**Record set:**
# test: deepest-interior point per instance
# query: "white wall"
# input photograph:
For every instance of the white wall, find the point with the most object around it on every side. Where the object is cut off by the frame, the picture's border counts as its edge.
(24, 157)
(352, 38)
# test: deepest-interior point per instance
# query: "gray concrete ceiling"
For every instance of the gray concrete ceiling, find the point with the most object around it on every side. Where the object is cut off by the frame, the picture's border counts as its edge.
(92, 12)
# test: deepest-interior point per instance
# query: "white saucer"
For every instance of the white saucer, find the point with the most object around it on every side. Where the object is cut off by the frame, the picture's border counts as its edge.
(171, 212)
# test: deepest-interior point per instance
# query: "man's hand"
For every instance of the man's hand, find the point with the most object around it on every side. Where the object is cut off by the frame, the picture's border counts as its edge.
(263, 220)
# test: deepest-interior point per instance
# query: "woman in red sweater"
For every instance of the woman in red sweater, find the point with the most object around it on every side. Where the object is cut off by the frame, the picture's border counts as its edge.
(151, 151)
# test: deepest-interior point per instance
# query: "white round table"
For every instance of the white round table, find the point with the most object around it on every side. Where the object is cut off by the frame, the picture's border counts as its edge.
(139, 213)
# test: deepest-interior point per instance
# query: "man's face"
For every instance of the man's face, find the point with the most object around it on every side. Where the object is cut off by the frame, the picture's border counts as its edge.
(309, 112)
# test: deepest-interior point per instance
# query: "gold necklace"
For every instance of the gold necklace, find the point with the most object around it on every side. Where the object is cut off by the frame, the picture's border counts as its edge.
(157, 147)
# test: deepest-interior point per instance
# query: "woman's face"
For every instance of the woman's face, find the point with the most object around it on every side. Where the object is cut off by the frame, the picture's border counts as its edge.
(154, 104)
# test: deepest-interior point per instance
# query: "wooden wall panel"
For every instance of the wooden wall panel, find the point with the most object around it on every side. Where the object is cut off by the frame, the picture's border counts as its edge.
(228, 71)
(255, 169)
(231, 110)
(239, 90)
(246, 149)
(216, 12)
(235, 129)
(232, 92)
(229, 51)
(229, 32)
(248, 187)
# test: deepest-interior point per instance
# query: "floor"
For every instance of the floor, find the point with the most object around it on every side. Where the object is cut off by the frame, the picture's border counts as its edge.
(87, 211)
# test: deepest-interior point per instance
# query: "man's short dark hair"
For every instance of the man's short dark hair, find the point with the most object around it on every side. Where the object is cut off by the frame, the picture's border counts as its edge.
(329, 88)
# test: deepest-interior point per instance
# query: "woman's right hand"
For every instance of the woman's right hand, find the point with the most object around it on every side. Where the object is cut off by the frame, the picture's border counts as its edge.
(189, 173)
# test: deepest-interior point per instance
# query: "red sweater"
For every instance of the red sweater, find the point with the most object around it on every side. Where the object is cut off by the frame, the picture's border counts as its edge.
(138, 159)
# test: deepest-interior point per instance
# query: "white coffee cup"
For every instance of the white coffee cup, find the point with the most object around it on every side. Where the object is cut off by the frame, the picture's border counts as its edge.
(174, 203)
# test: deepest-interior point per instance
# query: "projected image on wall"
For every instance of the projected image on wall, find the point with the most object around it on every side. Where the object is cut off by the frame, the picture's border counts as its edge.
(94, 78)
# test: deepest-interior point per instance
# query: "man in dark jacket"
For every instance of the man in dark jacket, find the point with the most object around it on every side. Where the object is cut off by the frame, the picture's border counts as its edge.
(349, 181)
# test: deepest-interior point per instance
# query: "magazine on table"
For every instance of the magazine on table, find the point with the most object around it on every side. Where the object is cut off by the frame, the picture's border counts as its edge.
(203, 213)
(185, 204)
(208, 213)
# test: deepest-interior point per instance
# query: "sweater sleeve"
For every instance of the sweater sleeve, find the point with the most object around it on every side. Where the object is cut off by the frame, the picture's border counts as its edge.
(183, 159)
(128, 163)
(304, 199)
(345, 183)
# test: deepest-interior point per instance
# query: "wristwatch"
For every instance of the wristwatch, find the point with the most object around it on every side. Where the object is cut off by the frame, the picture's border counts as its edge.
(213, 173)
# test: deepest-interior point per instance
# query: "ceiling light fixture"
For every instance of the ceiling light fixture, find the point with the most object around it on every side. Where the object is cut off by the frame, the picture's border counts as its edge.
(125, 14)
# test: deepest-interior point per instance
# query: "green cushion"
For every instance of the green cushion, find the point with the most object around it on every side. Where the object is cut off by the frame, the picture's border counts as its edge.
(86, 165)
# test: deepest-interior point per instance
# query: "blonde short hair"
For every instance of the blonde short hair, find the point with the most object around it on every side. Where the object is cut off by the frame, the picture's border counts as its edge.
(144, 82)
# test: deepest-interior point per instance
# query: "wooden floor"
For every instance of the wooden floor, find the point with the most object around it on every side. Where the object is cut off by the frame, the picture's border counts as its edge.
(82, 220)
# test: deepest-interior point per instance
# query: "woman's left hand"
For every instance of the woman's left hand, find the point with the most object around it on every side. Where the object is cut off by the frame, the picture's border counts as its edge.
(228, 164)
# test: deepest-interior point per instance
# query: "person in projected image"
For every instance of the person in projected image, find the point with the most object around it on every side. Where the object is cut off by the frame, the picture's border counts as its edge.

**About this task:**
The required answer is the complete data, repeated exactly.

**Written answer:**
# test: deepest-interior point per instance
# query: "white wall"
# input photograph:
For every instance of the white wall, find the point with the most object around it on every side. Where the object is cut off by the frame, the picture's border counts as its edge.
(24, 157)
(352, 38)
# test: deepest-interior point per instance
# query: "gray concrete ceiling"
For every instance of the gray concrete ceiling, find the point with the most object around it on every side. Where the object is cut off by the frame, the picture's border counts as its edge.
(92, 12)
# test: deepest-interior point per instance
# query: "white saucer"
For every instance of the white saucer, find the point with the most object around it on every side. Where the object is cut off by the frame, the picture's border counts as its edge.
(171, 212)
# test: deepest-interior point per instance
# query: "man's hand"
For every instance of the man's hand, find the point with the most object around it on every side. Where the object is cut off by the frame, the picture's border counts as its edge.
(263, 220)
# test: deepest-interior point per instance
# query: "woman in red sweater"
For every instance of the woman in red sweater, find the point with the most object around it on every side. Where the object is cut off by the frame, the picture's border counts as its edge.
(151, 151)
# test: deepest-interior point per instance
# query: "white round table"
For every instance of the white round table, find the point with the most object around it on every side. Where the object is cut off by the frame, the picture's border counts as its edge.
(139, 213)
# test: deepest-interior point per instance
# query: "man's face"
For every instance of the man's face, find the point with the most object around it on every side. Where the object is cut off by the frame, the picture's border counts as its edge.
(309, 112)
# test: deepest-interior point per instance
# query: "gold necklace"
For every instance of the gold necklace, find the point with the most object around it on every side. Where the object is cut off by the frame, the picture's border counts as its edge.
(157, 147)
# test: deepest-interior point per instance
# query: "woman's face"
For every instance of the woman's face, find the point with the most object around it on every side. Where the object is cut off by the frame, the picture's border counts as its edge.
(154, 104)
# test: deepest-interior point per instance
# query: "wooden wall panel"
For every instance of the wooden wall panel, find the point with the most object around it on every side. Where the object is cut off by the frame, the picture's border counts as its edge.
(228, 71)
(255, 169)
(231, 110)
(239, 90)
(246, 149)
(216, 12)
(235, 129)
(232, 92)
(229, 51)
(229, 32)
(248, 187)
# test: deepest-interior point per instance
# query: "floor"
For every instance of the floor, find the point with the most object around it on every side. Where the object is cut off by the frame, the picture's border counts as its edge.
(87, 211)
# test: deepest-interior point per instance
# query: "man's short dark hair"
For every instance of the man's short dark hair, find the point with the most object around it on every side. Where the object is cut off by the frame, the picture's border counts as its edge.
(329, 88)
# test: deepest-interior point per instance
# query: "woman's right hand"
For every instance of the woman's right hand, find the point with the most object around it on every side. Where the object is cut off by the frame, the picture's border counts as its edge.
(189, 173)
# test: deepest-interior point per instance
# query: "red sweater"
For every instance of the red sweater, find the point with the most object around it on every side. Where the object is cut off by the frame, the picture's border counts as its edge.
(138, 159)
# test: deepest-interior point per instance
# query: "white coffee cup"
For every instance of the white coffee cup, find the point with the most object around it on every side. Where the object is cut off by the frame, the picture's border counts as its edge.
(174, 203)
# test: deepest-interior point per instance
# query: "projected image on wall"
For every instance of the projected image on wall, find the point with the most object around it on every side. Where the object is cut off by the frame, the picture's border counts as its edge.
(94, 78)
# test: deepest-interior point per instance
# query: "man in dark jacket"
For every instance of the man in dark jacket, find the point with the most object around it on every side. Where the object is cut off by the frame, the picture's border counts as its edge.
(349, 181)
# test: deepest-interior point per instance
# query: "magazine on table"
For every instance of the magazine on table, find the point with the most object around it on every side. Where the object is cut off by the frame, the picture's border counts as its edge.
(203, 213)
(185, 204)
(208, 213)
# test: deepest-interior point per instance
# query: "sweater sleeve"
For every instance of the sweater sleeve, find the point with the most object around it on every side. Where the object is cut off by the frame, the picture's border counts as its edge.
(183, 159)
(128, 163)
(304, 199)
(345, 183)
# test: deepest-interior point per instance
# query: "wristwatch"
For every instance of the wristwatch, find the point with the most object around it on every side. Where the object is cut off by the frame, the picture's border counts as its edge.
(213, 173)
# test: deepest-interior point per instance
# query: "ceiling light fixture"
For every instance of the ceiling light fixture, find the point with the most object around it on every side. Where the object is cut off by the frame, the picture's border counts as its edge.
(125, 14)
# test: deepest-interior point per instance
# query: "green cushion"
For every instance of the green cushion, find the point with the most object around it on every side. Where the object is cut off by the frame, the picture's border counts as its edge.
(86, 165)
# test: deepest-interior point per instance
# query: "blonde short hair"
For every instance of the blonde short hair, find the point with the most object around it on every side. Where the object is cut off by the frame, the picture's border counts as its edge.
(144, 82)
# test: deepest-interior point per instance
# query: "wooden floor"
For every instance of the wooden floor, find the point with the most object around it on every side. Where the object is cut off by the frame, the picture's border counts as its edge.
(82, 220)
# test: deepest-interior point per instance
# query: "woman's left hand"
For every instance of the woman's left hand, find the point with the most object around it on every side. Where the object is cut off by the frame, the picture's border counts as its edge.
(228, 164)
# test: deepest-interior point per instance
# query: "person in projected image"
For every instance of the person in projected image, find the point with the most object around it on every side. Where the object is cut off by the frame, the picture's border counts as its edge.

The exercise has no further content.